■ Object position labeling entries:
______________________________
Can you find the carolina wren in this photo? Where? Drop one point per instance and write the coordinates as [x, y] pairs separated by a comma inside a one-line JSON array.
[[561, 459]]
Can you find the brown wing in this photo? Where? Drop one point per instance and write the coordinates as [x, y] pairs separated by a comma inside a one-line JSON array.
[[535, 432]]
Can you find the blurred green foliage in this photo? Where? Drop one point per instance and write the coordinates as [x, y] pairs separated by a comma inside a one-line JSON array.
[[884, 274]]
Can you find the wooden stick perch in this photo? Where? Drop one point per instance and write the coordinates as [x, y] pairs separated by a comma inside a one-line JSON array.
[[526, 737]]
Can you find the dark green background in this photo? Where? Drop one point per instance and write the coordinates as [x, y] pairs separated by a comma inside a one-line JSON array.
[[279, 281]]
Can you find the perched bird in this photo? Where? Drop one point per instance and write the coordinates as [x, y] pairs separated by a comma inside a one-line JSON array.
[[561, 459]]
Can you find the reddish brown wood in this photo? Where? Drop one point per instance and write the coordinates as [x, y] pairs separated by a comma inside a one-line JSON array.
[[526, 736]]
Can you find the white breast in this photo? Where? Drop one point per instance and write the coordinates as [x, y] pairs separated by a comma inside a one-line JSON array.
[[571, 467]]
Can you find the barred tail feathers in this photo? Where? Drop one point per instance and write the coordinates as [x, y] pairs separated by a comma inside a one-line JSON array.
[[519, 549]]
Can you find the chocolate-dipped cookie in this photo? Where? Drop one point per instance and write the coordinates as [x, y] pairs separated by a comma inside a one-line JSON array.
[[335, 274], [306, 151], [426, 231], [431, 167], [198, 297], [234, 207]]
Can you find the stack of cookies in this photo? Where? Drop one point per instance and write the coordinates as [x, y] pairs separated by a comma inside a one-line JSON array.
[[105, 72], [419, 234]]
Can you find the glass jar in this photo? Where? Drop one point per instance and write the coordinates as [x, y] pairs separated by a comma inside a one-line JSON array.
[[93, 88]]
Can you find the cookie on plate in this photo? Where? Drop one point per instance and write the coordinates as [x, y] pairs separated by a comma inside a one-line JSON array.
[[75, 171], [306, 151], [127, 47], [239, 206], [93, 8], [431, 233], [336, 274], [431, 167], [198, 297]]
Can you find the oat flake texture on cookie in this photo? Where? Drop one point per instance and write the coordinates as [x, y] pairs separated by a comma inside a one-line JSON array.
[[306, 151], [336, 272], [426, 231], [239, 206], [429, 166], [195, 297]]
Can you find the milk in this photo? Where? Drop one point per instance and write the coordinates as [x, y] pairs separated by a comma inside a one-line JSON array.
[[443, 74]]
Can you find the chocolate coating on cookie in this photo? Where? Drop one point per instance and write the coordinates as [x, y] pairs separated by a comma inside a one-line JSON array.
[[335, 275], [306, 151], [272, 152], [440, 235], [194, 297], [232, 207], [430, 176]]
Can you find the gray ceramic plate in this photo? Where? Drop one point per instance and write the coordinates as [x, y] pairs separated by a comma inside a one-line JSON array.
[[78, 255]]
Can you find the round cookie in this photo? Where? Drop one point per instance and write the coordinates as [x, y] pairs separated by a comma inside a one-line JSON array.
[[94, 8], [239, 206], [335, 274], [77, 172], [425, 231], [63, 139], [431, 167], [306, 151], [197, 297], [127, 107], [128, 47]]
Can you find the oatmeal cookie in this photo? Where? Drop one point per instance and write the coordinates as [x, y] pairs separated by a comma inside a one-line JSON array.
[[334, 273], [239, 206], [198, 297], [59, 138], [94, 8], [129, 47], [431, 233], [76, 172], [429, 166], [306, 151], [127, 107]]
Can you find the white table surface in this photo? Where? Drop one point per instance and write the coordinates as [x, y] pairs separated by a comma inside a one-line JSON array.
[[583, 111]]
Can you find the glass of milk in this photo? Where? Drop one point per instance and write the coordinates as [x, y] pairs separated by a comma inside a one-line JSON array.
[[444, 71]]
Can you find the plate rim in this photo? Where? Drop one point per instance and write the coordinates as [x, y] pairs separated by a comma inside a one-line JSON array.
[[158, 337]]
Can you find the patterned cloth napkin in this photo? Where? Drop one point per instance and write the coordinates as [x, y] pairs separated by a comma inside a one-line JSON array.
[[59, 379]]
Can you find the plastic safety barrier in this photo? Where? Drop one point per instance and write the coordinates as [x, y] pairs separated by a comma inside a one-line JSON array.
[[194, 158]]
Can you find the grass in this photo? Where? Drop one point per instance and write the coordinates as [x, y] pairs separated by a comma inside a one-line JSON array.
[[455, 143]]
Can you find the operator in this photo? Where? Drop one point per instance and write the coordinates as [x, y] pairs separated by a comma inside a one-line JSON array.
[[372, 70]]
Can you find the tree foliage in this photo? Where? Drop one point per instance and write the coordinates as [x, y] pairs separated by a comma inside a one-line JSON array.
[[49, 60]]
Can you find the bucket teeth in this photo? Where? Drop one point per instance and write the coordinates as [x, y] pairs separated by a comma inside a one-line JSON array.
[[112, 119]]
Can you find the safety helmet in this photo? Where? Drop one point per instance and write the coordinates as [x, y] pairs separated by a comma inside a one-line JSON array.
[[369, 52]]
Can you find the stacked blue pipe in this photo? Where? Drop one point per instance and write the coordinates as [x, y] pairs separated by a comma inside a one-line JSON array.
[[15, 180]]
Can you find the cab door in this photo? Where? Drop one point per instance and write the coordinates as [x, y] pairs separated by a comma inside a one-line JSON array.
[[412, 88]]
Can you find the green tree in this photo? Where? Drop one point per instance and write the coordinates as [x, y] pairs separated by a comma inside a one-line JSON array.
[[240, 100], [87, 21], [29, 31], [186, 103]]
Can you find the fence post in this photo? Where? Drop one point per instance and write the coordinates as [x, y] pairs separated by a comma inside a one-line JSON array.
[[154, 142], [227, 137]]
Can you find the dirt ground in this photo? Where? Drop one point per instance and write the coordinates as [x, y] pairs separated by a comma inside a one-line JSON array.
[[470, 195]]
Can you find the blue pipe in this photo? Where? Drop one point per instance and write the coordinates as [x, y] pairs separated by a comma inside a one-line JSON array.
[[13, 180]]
______________________________
■ What is required: Swap "one-line JSON array" for "single-line JSON array" everywhere it occurs in the records. Reproduce all of the records with everything else unchanged.

■ Task output:
Can you find the carolina wren in this photo? Where? Drop one point per instance and write the coordinates as [x, y] pairs separated by a comma inside a single-line JSON array.
[[561, 459]]
Can you find the brown wing in this photo? Where? Drop one point per instance and write the coordinates as [x, y] pairs separated by a comma inside a single-line JSON array.
[[535, 432]]
Can you find the blurred green foliage in this photo? Where? Drop one point per instance and write the coordinates as [x, y] pairs separated by a comma inside a single-line JSON array.
[[884, 274]]
Can you find the wooden stick perch in this photo? Where? Drop one point per instance and write the coordinates as [x, y] pairs separated by a comma inside a single-line JSON array.
[[526, 737]]
Can you find the dark green background in this photo? Where? Drop one point per instance and write the coordinates as [x, y] pairs separated by a comma inside a single-line JSON array.
[[279, 281]]
Can you find the perched bird in this photo? Where? Drop one point per instance and write the coordinates as [x, y] pairs separated by a comma inside a single-line JSON array.
[[561, 459]]
Can you find the reddish brown wood in this photo? Where? Drop one point per instance and write the coordinates as [x, y] pairs separated by a comma inside a single-line JSON array.
[[526, 736]]
Can you find the white breast in this photo? Where? Drop one point per instance and write the coordinates as [x, y] pairs separated by a comma inside a single-line JSON array.
[[571, 467]]
Can you find the barred tail feathers in this photo? Where? Drop one point per instance and write the coordinates as [x, y] pairs separated by a comma inside a single-line JSON array.
[[519, 549]]
Can you find the chocolate-dipped cookie in this photo? Where? Drop one point per instance and write the coordinates as [x, y] pairs separated by a comma inside a single-line JSON array.
[[335, 274], [306, 151], [426, 231], [431, 167], [198, 297], [234, 207]]
Can you find the stack of cookies in this photo? Where? Drop one point per instance and write the coordinates as [x, y] pairs separated by a comma inside a single-line JSON array.
[[105, 72], [419, 234]]
Can you find the glass jar in this photo? Where? Drop one point per instance and write the coordinates as [x, y] pairs separated by a comma inside a single-line JSON array.
[[93, 88]]
Can you find the cookie on plate in this photo? Where? Drop one point per instance and write the coordinates as [x, y] pairs separated by a comma inside a single-line JSON array.
[[75, 171], [306, 151], [127, 47], [239, 206], [93, 8], [431, 233], [336, 274], [431, 167], [198, 297]]
Can you find the oat flake texture on cookie in this photo? Where? Drop one point per instance and write the coordinates as [x, y] pairs separated by a comma inside a single-line JSON array.
[[306, 151], [336, 272], [426, 231], [239, 206], [429, 166], [195, 297]]
Can you find the milk in this photo? Where? Drop one point per instance and write the coordinates as [x, y] pairs separated by a comma inside a single-line JSON array.
[[443, 74]]
Can you find the chocolate coating on cookie in this photo? Where? Drop one point per instance and write the coordinates as [x, y] pairs separated by a comma inside a single-line JSON array.
[[335, 275], [306, 151], [272, 152], [440, 235], [194, 297], [232, 207], [430, 176]]
Can you find the gray ceramic plate in this photo? Where? Drop one point per instance and write the coordinates as [x, y] pairs separated by a comma inside a single-line JSON array.
[[78, 255]]
Can you find the round cookie in this photo? Where? Drop one point per instance and write the coordinates as [x, y] pairs separated by a comma inside a single-line JSON array.
[[94, 8], [239, 206], [335, 274], [77, 172], [425, 231], [63, 139], [431, 167], [306, 151], [197, 297], [127, 107], [128, 47]]
Can you find the oatmeal cookie in this photo? Where? Drop one point per instance and write the coordinates as [x, y] pairs separated by a comma inside a single-line JSON array.
[[334, 273], [239, 206], [198, 297], [59, 138], [94, 8], [129, 47], [431, 233], [76, 172], [429, 166], [306, 151], [127, 107]]
Can you find the white table surface in this photo? Where? Drop one point per instance and write the coordinates as [x, y] pairs separated by a comma inside a single-line JSON array.
[[583, 111]]
Can you find the glass of milk in this photo? Where? Drop one point per instance and write the coordinates as [x, y] pairs separated by a comma inside a single-line JSON array.
[[444, 71]]
Can you find the plate rim in this photo? Where? Drop one point per instance and write the coordinates as [x, y] pairs separated by a comma inside a single-line JSON array.
[[158, 337]]
Can you find the patterned cloth napkin in this photo? Where? Drop one point per instance and write the coordinates as [x, y] pairs separated by a comma inside a single-line JSON array.
[[59, 379]]
Can you find the plastic safety barrier in this photo? Where? Drop one point per instance and write the coordinates as [x, y] pairs separated by a comma inside a single-line JSON array.
[[194, 158]]
Can you find the grass in this photo? Where? Drop one point per instance and write the coordinates as [x, y] pairs separated by a comma inside a single-line JSON array.
[[455, 143]]
Can you find the operator in this photo? Where? Drop one point per instance and write the coordinates as [x, y] pairs separated by a comma inside a single-line JSON array.
[[372, 70]]
Can you find the tree foliage in this photo? Where? Drop one point per instance and write the coordinates as [x, y] pairs separated by a comma inside a single-line JSON array.
[[49, 60]]
Can you find the bucket teeth in this photo? Where? Drop one point per instance and write the coordinates as [x, y] pairs separated by a comma inside a single-line JSON array.
[[112, 119]]
Can you find the safety helmet in this photo? Where? Drop one point per instance and write the coordinates as [x, y] pairs separated by a comma inside a single-line JSON array.
[[369, 52]]
Can you find the stacked blue pipe in this photo? Where? Drop one point per instance and write the coordinates as [x, y] pairs separated by a comma inside a single-line JSON array.
[[15, 180]]
Can you find the cab door in this photo? Where? Drop one point per instance and write the coordinates as [x, y] pairs separated by a comma inside a single-line JSON array.
[[412, 88]]
Can you find the green tree in this photo? Where? Drop one point per instance and write the coordinates as [x, y] pairs separated by a comma inside a single-line JSON array.
[[240, 100], [87, 21], [29, 31], [186, 103]]
Can you find the fence post in this photo? Where? Drop one point per instance and write the coordinates as [x, y] pairs separated by a comma inside a single-line JSON array.
[[154, 142], [227, 137]]
Can you find the dirt ground in this photo? Where? Drop one point per instance and write the coordinates as [x, y] pairs separated by a comma inside a single-line JSON array.
[[470, 195]]
Can you find the blue pipe in this photo? Where? Drop one point per instance and write the coordinates as [x, y] pairs separated by a comma inside a single-line JSON array.
[[13, 180]]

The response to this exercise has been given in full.